» Partes del ejercicio:
[a] Indica si cada afirmación coincide con el texto sobre el año 2024. Responde sí o no y cita las palabras del texto que lo deciden.
(i) La palabra que resume el año es "resiliencia".
(ii) La baja forzosa se vivió como un fracaso.
(iii) La pregunta sobre cómo se valoraba el año se hizo hace dos semanas.
[b] Reproduce literalmente un fragmento del texto sobre el año 2024. Empieza en las palabras "En medio de" y termina después de "empecé a reconstruir.".
[c] Responde estas preguntas sobre el texto acerca del año 2024:
(i) ¿Qué fecha aparece al principio?
(ii) ¿Qué apareció al abrir una ventana?
(iii) ¿Con qué se empezó a reconstruir?

» Texto dado:
== == ==
Restar, estar y aceptar...

17.11.2024

Noviembre: la antesala del final de una etapa, de un largo y extenuante viaje que en muchos momentos se tornó desesperante. Hace dos noches, alguien me preguntó cómo valoraba este 2024. Emití un largo suspiro, uno que emergió desde lo más profundo de mis entrañas. En ese suspiro, podía sentir la mezcla de emociones que aquella simple pregunta evocaba. Y, al tratar de responder, me di cuenta de que no podía definirlo.

Ha sido un año que deja huella, un surco profundo, de esos que marcan un antes y un después. Un año que me enseñó que el camino, al final, lo construyo yo. Ha sido un recorrido lleno de ausencias, de muros y fronteras que no logré derribar, de piedras pesadas en los bolsillos, de montañas escarpadas, de acantilados y buitres acechantes.

También hubo amaneceres llenos de luz y frías madrugadas, vientos y mareas indomables, lluvias y corrientes intensas. Largas noches de oscuridad, donde los sedantes del alma nublaron mi juicio, exiliaron la razón y enterraron mi corazón. Y aun así, hubo risas en mitad del duelo, lloros de recuerdo que brotaron como manantiales silenciosos, y nostalgia en la alegría, como si cada momento luminoso trajera consigo la sombra de lo que fue y ya no está.

La simbiosis quedó atrapada, enterrada y encarcelada, con la llave lanzada al vacío con fuerza, hacia un destino que, para entonces, ya no importaba. Sin embargo, del lienzo desdibujado de mi vida, los trazos cobraron vida propia. Los colores más oscuros pintaron una nueva paleta, un horizonte diferente.

En medio de todo, un espejismo de esperanza apareció al abrir una ventana, justo cuando todas las puertas parecían cerradas. Y así, con los ladrillos que quedaron de los muros caídos, empecé a reconstruir.

La respuesta fue sencilla, aunque en un principio no sabía por dónde empezar, pues me resultaba imposible enmarcar su comienzo. Después de una pausa, descubrí y pronuncié una palabra que lo resumía todo: resiliencia.

Con total sinceridad, con una voz firme y férrea, decidí dedicar esa respuesta al discurso de mi autocomplacencia: He tenido valor para equivocarme sin pudor, para defender mis ideales con convicción. Incluso cuando las circunstancias me obligaron a aceptar una baja forzosa, no lo vi como un fracaso, sino como una señal. Mi cuerpo, en su fragilidad, se convirtió en mi armadura y en mi bandera, un verdadero emblema de superación.

Aunque estuvo en primera línea, soportando los impactos más duros, cada uno de los golpes que recibió se transformó en el escudo que ahora sostiene mi indudable condición: soy resiliente. Soy capaz de resistir, de adaptarme, y de renacer."

Y de ahí, el discurso abrió nuevas líneas a debatir. Entre todas las reflexiones, una se destacó con fuerza: "Solo los más grandes, son los que llegan a lo alto siendo buenos en lo profesional y aún mejores personas". Ser bueno es valioso, pero ser una mejor persona, eso es lo que realmente marca la diferencia.
== == ==
[Entradas de datos recopiladas]
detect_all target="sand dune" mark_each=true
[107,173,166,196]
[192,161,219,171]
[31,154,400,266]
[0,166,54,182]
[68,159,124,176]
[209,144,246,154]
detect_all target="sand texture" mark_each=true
== == ==
» Las respuestas:
[a]
(i) Sí: "descubrí y pronuncié una palabra que lo resumía todo: resiliencia."
(ii) No: "no lo vi como un fracaso, sino como una señal."
(iii) No: "Hace dos noches, alguien me preguntó cómo valoraba este 2024."

[b]
En medio de todo, un espejismo de esperanza apareció al abrir una ventana, justo cuando todas las puertas parecían cerradas. Y así, con los ladrillos que quedaron de los muros caídos, empecé a reconstruir.

[c]
(i) 17.11.2024.
(ii) Un espejismo de esperanza.
(iii) Con los ladrillos que quedaron de los muros caídos.